| Task instructions |
**a)** Write out the part of the "Body of Women" event review between "Thought it would" and "created for actors.", inclusive.
**b)** Pick up the review of the "Body of Women" evening where it stops and write what comes next.

| Extracted text |
▬▬▬▬▬▬▬▬▬▬

‘Body of Women’ -- Earth Day event celebrates…chests
It was billed as "Body of Women," at the lovely church on Central Park West and 75th Street, on a night that was colder and drizzlier than recent nights have been, late April. Entry was $20. Snacks and drinks were sold and hawked for the cash that is needed by the various sponsoring groups.
Thought it would be a panel discussion or something. Instead, it began with a 5-minute film on women empowerment (I missed all but the credits). Or perhaps abortion. Or not abortion.
(Likely, not the latter.)
Then there followed skits they called Breastimonials, 10 different skits of woman or women talking about how their breasts are too big or too small, or cancerous, or "twisted like dials" by men without finesse, I think the breastimonials were genuine and not written by others or created for actors.
I found these breasty vignettes unexceptional and largely uninteresting, as they seemed stagey even if true, and they were pitched at the audience, which giggled and laughed at things that were not particularly funny or approval-worthy. The last one, on a woman who had had cancer and had had a double mastectomy seemed most useful and instructive. Some of the audience nodded as she described the tubing and the hope for a return to breast sensation.
In between these 5 minute or so avowals were skits on transvestites on a stage, but being mistreated by a landlord who had the nerve to demand payment, as well as a quintet of quite acceptable music and rock songs of their own, with a synthesizer, guitarist and drummer as accompaniment. These women, dressed in cunningly tattered trendoid clothing, then in glittery shorts or bandeaux or whatever, black lipstick, were quite good, and should be on SNL sometime, though they probably won't be.

▬▬▬▬▬▬▬▬▬▬

| Material provided |
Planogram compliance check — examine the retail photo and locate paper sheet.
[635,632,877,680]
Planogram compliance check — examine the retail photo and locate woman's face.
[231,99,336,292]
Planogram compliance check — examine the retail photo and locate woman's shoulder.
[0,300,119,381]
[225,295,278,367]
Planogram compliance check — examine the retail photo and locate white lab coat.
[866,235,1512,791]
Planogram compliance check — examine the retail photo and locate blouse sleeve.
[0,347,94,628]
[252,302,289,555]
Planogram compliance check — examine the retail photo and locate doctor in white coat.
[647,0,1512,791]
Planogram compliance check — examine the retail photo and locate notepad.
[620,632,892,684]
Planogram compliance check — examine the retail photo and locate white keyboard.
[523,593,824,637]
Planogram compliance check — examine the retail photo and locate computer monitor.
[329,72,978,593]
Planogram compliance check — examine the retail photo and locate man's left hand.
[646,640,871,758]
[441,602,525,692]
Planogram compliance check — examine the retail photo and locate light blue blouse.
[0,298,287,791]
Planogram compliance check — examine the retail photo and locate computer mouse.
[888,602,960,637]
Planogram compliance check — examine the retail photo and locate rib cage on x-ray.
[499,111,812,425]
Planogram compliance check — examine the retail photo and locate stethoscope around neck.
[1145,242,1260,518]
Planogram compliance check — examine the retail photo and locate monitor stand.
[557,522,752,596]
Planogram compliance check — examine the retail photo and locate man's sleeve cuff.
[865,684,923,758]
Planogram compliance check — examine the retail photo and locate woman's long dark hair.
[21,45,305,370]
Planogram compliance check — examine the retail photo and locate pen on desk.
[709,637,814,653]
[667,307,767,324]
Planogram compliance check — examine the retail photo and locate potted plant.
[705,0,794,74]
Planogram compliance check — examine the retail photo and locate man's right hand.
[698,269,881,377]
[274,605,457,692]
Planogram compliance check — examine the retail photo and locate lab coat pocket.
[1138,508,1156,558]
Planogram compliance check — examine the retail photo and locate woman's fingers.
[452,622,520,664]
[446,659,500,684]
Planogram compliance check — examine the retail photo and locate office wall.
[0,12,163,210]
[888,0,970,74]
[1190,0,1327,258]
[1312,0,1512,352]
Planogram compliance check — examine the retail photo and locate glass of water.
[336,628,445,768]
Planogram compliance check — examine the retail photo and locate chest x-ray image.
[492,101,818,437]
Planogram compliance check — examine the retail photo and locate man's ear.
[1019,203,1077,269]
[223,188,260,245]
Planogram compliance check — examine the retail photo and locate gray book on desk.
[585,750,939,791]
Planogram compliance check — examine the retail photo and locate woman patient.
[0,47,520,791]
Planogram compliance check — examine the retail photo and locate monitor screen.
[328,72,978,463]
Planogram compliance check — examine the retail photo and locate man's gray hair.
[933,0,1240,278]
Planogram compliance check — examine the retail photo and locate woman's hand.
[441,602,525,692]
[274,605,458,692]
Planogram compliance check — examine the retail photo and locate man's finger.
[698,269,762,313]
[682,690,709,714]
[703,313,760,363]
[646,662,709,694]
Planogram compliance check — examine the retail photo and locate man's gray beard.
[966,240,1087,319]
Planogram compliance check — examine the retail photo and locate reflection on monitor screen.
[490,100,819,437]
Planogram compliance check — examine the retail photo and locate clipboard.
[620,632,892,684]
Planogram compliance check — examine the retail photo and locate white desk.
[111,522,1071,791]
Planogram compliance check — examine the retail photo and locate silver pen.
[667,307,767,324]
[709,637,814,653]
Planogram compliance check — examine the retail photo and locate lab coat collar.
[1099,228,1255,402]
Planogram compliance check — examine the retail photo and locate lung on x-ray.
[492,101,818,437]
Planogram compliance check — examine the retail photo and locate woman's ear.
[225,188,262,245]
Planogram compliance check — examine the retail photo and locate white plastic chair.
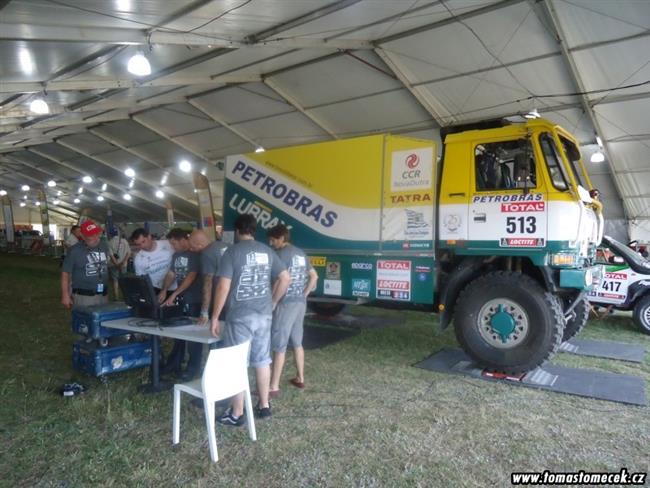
[172,341,257,463]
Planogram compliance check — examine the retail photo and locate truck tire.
[562,298,591,342]
[454,271,564,374]
[309,302,345,317]
[633,295,650,334]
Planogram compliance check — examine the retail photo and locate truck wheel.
[562,298,590,342]
[309,302,345,317]
[454,271,564,374]
[634,295,650,334]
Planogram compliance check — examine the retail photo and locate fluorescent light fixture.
[18,47,34,75]
[524,108,541,119]
[29,98,50,115]
[126,52,151,76]
[590,151,605,163]
[178,159,192,173]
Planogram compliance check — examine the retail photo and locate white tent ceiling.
[0,0,650,236]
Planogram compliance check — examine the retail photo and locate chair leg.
[203,398,219,463]
[172,388,181,444]
[244,387,257,441]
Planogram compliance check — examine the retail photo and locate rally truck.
[588,236,650,334]
[223,119,603,373]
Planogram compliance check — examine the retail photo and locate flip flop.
[289,378,305,390]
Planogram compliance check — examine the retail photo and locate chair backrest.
[201,341,250,402]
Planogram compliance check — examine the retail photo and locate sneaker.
[255,404,273,419]
[217,407,245,427]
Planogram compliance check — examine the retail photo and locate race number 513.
[506,215,537,234]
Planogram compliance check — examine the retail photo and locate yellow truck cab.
[224,119,603,373]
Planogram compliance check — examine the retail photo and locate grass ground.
[0,255,650,487]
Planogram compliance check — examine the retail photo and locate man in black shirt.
[61,220,109,308]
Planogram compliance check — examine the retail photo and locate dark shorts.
[223,314,271,368]
[271,302,307,352]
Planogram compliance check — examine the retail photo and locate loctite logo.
[406,153,420,169]
[605,273,627,280]
[377,261,411,271]
[501,202,545,212]
[501,237,544,247]
[377,280,411,290]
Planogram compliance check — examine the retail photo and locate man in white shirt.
[108,229,131,300]
[131,228,176,293]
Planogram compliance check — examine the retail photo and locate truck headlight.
[551,253,578,266]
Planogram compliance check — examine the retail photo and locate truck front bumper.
[560,266,604,291]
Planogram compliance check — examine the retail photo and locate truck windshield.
[603,237,650,273]
[560,136,588,190]
[539,132,569,191]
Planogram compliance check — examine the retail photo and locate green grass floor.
[0,255,650,487]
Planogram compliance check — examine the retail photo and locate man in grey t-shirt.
[158,228,203,381]
[267,224,318,397]
[211,214,291,425]
[61,220,108,308]
[190,229,228,325]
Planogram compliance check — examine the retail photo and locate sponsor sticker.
[309,256,327,268]
[500,237,544,247]
[352,279,371,297]
[325,261,341,280]
[376,260,411,300]
[501,202,546,212]
[390,147,433,192]
[323,280,341,297]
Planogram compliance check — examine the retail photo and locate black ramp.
[414,349,648,406]
[560,338,645,363]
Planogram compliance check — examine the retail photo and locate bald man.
[190,229,228,325]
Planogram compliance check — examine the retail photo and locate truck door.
[467,138,548,250]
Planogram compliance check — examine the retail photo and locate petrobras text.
[230,160,338,227]
[472,193,544,203]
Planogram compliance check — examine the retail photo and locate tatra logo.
[230,161,338,227]
[406,153,420,169]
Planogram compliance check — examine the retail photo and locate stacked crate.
[72,302,151,377]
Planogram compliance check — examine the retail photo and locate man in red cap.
[61,220,109,308]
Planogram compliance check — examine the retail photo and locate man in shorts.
[267,224,318,398]
[210,214,291,426]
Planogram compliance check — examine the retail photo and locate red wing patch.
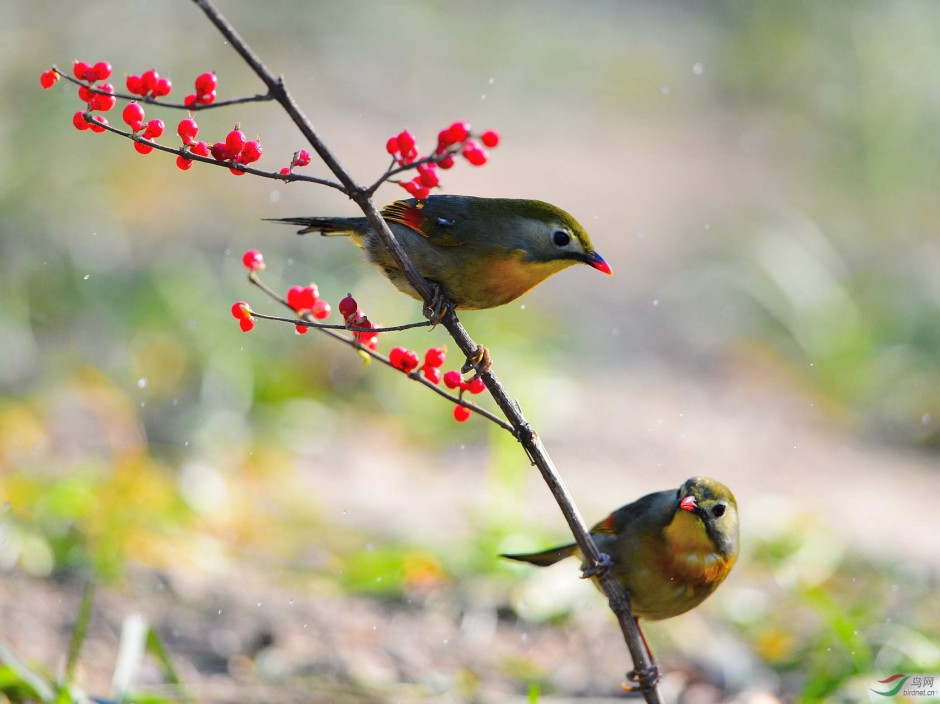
[382,200,427,237]
[591,513,617,535]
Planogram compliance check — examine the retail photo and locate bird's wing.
[382,198,465,247]
[591,489,675,535]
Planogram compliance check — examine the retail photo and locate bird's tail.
[500,543,578,567]
[266,218,369,237]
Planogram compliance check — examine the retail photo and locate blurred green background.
[0,0,940,701]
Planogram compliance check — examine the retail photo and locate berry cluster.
[60,61,117,132]
[339,293,379,352]
[209,123,262,176]
[232,301,255,332]
[279,149,310,183]
[121,102,166,154]
[287,284,333,335]
[183,71,219,107]
[385,122,499,198]
[242,249,264,271]
[232,249,486,423]
[388,347,447,384]
[176,117,209,170]
[39,68,61,90]
[127,69,173,98]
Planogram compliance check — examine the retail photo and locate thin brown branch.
[193,0,662,692]
[251,314,434,333]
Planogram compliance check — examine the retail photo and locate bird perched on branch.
[273,195,611,310]
[501,477,738,692]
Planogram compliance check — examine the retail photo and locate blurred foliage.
[0,0,940,701]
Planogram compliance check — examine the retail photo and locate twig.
[52,71,274,112]
[82,110,346,193]
[248,271,514,433]
[193,0,661,704]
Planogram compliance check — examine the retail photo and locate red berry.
[150,78,173,98]
[121,103,144,132]
[91,61,111,81]
[147,120,166,139]
[287,286,319,310]
[402,350,418,372]
[225,128,247,154]
[127,76,146,95]
[239,139,262,164]
[39,69,59,90]
[310,298,333,320]
[232,301,251,320]
[72,61,91,81]
[424,347,447,367]
[189,141,209,156]
[418,164,441,188]
[446,121,470,146]
[72,110,91,132]
[176,117,199,144]
[242,249,264,271]
[396,130,415,156]
[340,294,359,320]
[140,69,160,95]
[388,347,407,370]
[444,369,463,389]
[480,130,499,149]
[196,71,219,95]
[210,142,232,161]
[421,365,441,384]
[89,89,117,112]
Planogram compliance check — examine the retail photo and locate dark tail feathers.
[500,543,578,567]
[265,218,368,236]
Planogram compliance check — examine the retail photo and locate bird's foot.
[460,345,493,379]
[620,662,659,692]
[581,552,614,579]
[422,281,453,325]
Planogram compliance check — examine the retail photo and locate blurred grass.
[0,2,940,698]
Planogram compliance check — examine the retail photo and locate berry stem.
[248,271,514,433]
[52,65,275,113]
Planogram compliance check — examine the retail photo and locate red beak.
[584,252,614,276]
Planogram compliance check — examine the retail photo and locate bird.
[501,477,739,688]
[269,195,613,310]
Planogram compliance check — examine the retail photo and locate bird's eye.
[552,230,571,247]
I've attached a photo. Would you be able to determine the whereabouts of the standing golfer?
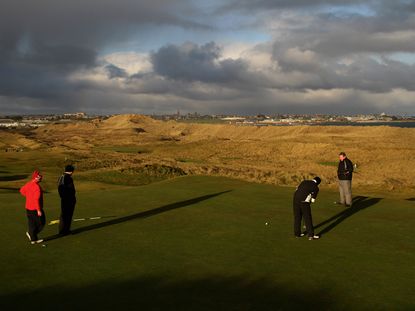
[337,152,353,207]
[58,165,76,235]
[20,171,46,244]
[293,177,321,240]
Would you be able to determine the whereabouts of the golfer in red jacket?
[20,171,46,244]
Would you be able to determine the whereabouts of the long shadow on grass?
[0,274,338,311]
[0,174,28,181]
[45,190,232,241]
[314,196,382,236]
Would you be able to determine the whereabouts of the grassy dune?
[0,115,415,195]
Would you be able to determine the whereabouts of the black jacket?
[337,158,353,180]
[58,174,76,202]
[294,180,319,203]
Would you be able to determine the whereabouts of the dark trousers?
[59,200,76,234]
[293,201,314,237]
[26,210,46,241]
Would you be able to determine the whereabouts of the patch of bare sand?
[6,115,415,196]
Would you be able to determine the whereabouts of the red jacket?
[20,180,43,211]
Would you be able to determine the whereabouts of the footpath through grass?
[0,176,415,310]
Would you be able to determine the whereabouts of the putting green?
[0,176,415,310]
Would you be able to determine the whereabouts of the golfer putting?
[293,177,321,240]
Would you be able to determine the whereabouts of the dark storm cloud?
[221,0,368,11]
[104,64,128,79]
[151,42,250,83]
[0,0,204,105]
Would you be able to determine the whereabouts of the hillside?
[1,115,415,192]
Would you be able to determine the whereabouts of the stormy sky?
[0,0,415,115]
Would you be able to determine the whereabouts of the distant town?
[0,111,415,129]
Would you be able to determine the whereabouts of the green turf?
[0,174,415,310]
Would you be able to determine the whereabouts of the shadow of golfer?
[45,190,232,241]
[0,175,28,181]
[314,196,382,236]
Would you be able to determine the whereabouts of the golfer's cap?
[32,170,42,179]
[65,165,75,172]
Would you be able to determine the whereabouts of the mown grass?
[0,172,415,310]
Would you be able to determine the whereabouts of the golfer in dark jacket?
[293,177,321,240]
[58,165,76,235]
[337,152,353,207]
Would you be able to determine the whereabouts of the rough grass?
[12,115,415,195]
[0,174,415,310]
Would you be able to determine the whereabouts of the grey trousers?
[339,180,352,205]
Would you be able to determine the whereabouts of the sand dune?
[1,115,415,192]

▬▬▬▬▬▬▬▬▬▬

| Answers given |
**a)**
Thought it would be a panel discussion or something. Instead, it began with a 5-minute film on women empowerment (I missed all but the credits). Or perhaps abortion. Or not abortion.
(Likely, not the latter.)
Then there followed skits they called Breastimonials, 10 different skits of woman or women talking about how their breasts are too big or too small, or cancerous, or "twisted like dials" by men without finesse, I think the breastimonials were genuine and not written by others or created for actors.

**b)**
On sale were many felted or cotton "pussy hats," buttons and paraphernalia, as well as a table for Sanctuary for families, against violence against women.
it was in the end delightful that not a word smearing our new President emerged, and politics--aside from violence against women, presumably--was left at the door. Other than the overall perception that violence against women 16-24 and campus rape are two of the country's most pressing exigencies--which they are not.
No one mentioned domestic violence abroad, FGM, honor killings under sharia, rape as a weapon of war in the Levant, only that in their lifetimes, 1 of 3 women "will be assaulted, raped or the subject of a beating." The moderator stressed: "That's one billion women, worldwide." The presenter asked for those who had been raped or beaten to stand, and a few of the approximately 150-175 women (a few men) stood. These were, surprisingly, all large women, to a one. (Did their prior rapes or assaults impact subsequent weight gain, one wonders.) Then the presenter asked for us to stand if we knew women who had been beaten, raped, etc. The vastmajority stood. She said those who did not stand but wanted to would be "silently supported" by the rest of us.